(Point labeling lines)

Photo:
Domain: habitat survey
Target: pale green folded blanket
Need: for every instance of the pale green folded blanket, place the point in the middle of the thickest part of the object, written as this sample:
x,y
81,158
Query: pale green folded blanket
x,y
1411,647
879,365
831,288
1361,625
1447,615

▶ [Work instructions]
Put the lines above into a JSON list of strings, one string per line, leaving out any blank lines.

▶ [Result]
[
  "Photo:",
  "Domain: habitat survey",
  "Target: pale green folded blanket",
  "Need: for every instance of the pale green folded blanket, place the point in the middle of the thickest part of the object, written as this sample:",
  "x,y",
  "81,158",
  "Query: pale green folded blanket",
  "x,y",
  "1411,647",
  "879,365",
  "831,288",
  "1361,625",
  "1447,615"
]